» **ENUNCIADO 1**: Reescribe el pasaje sobre Leah Cypess entre "Leah Cypess es" y "primera novela infantil.", ambos incluidos, y cambia "ciencia ficción" por "literatura especulativa".
» **ENUNCIADO 2**: Indica si cada afirmación concuerda con el pasaje sobre Leah Cypess: (a) ha publicado cuatro novelas para el público juvenil; (b) Changelings & Other Stories reúne siete cuentos de ciencia ficción; (c) su primera novela infantil ya está publicada. Responde sí o no y cita las palabras exactas del pasaje que lo deciden.

» **PASAJE SELECCIONADO**:
####

Leah Cypess es una autora estadounidense que, desde que vendió su primer relato cuando iba al instituto, ha publicado cuatro novelas (todas ellas dirigidas al público juvenil) y varias docenas de obras de ficción breve, entre novelas cortas y relatos, tanto de ciencia ficción como de fantasía. Siete de sus cuentos de fantasía fueron recopilados en la que hasta ahora es su única colección, Changelings & Other Stories. Entre los de ciencia ficción me gustaría destacar el que tal vez sea el más conocido, Nanny’s Day, que estuvo nominado a los Nebula y que si tenéis ocasión os recomiendo leer. A todo lo anterior hay que añadir que en abril de este año publicará su primera novela infantil.

####

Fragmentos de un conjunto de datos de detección

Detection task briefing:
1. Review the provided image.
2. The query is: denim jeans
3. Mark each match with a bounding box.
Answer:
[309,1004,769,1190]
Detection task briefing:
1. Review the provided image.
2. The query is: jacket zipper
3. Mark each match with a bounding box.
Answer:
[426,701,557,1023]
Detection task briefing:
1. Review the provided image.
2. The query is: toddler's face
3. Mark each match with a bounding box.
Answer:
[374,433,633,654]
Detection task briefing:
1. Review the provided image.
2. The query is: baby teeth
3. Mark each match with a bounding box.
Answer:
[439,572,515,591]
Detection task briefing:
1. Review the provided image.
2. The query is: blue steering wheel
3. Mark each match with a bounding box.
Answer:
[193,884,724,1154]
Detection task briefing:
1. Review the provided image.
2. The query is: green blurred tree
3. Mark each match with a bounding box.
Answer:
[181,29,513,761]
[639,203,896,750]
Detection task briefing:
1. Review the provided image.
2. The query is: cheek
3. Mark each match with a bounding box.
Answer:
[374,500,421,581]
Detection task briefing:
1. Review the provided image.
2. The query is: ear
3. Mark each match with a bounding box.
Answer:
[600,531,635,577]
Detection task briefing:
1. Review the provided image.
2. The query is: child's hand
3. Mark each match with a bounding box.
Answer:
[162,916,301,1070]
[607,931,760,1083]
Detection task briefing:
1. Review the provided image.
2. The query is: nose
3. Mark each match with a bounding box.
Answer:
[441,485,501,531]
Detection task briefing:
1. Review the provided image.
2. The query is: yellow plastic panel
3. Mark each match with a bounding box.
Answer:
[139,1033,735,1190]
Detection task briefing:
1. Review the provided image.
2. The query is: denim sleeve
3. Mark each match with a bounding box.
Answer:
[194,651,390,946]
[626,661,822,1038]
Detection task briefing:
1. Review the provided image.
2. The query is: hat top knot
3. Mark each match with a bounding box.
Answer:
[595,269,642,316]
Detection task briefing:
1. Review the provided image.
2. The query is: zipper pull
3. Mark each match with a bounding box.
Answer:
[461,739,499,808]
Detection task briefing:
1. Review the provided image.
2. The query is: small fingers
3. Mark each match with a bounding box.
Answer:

####

» **RESPUESTA CORRECTA 1**:
Leah Cypess es una autora estadounidense que, desde que vendió su primer relato cuando iba al instituto, ha publicado cuatro novelas (todas ellas dirigidas al público juvenil) y varias docenas de obras de ficción breve, entre novelas cortas y relatos, tanto de literatura especulativa como de fantasía. Siete de sus cuentos de fantasía fueron recopilados en la que hasta ahora es su única colección, Changelings & Other Stories. Entre los de literatura especulativa me gustaría destacar el que tal vez sea el más conocido, Nanny’s Day, que estuvo nominado a los Nebula y que si tenéis ocasión os recomiendo leer. A todo lo anterior hay que añadir que en abril de este año publicará su primera novela infantil.

» **RESPUESTA CORRECTA 2**:
(a) Sí: «ha publicado cuatro novelas (todas ellas dirigidas al público juvenil)».
(b) No: «Siete de sus cuentos de fantasía fueron recopilados en la que hasta ahora es su única colección, Changelings & Other Stories».
(c) No: «en abril de este año publicará su primera novela infantil».